[WHAT YOU ARE ASKED TO DO]: Pull out every line below that contains the word "window", and copy each of those lines in full.

[EXERCISE INPUTS]:

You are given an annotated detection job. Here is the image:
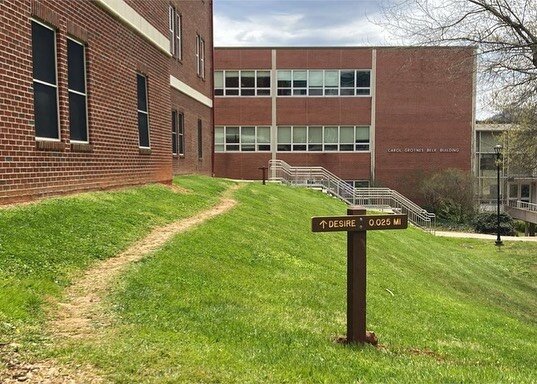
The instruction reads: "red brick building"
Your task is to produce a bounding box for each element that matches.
[0,0,213,203]
[214,47,475,198]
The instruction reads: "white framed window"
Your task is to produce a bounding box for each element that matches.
[276,125,370,152]
[277,69,371,97]
[136,73,150,148]
[168,5,183,60]
[214,126,270,152]
[31,20,60,141]
[214,70,271,96]
[196,35,205,79]
[67,37,89,143]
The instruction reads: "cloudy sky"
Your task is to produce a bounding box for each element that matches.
[214,0,389,47]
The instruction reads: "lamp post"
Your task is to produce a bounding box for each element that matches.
[494,144,503,247]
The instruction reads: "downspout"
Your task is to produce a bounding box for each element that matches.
[210,1,215,177]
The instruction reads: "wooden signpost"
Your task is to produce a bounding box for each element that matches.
[311,207,408,344]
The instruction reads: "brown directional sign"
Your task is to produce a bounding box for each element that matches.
[311,215,408,232]
[311,207,408,344]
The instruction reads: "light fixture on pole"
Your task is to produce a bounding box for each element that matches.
[494,144,503,246]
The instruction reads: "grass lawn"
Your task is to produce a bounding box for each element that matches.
[43,179,537,383]
[0,177,229,343]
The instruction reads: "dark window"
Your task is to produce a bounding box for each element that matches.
[177,113,185,155]
[172,111,177,155]
[168,5,182,60]
[356,71,371,88]
[136,73,149,148]
[172,111,185,155]
[198,119,203,159]
[67,39,88,142]
[32,21,60,139]
[196,35,205,79]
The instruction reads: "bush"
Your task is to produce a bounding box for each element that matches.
[421,169,476,224]
[474,212,516,236]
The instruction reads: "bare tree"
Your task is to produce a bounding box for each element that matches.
[378,0,537,108]
[503,105,537,176]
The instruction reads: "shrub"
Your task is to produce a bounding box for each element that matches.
[474,212,516,236]
[421,169,476,224]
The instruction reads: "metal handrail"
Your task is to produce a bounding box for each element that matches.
[509,200,537,212]
[269,160,436,232]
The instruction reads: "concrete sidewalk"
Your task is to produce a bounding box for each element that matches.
[435,231,537,242]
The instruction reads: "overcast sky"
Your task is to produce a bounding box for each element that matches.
[214,0,493,118]
[214,0,389,47]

[THE RESPONSE]:
The instruction reads: "white framed window"
The instruction reads: "dark window"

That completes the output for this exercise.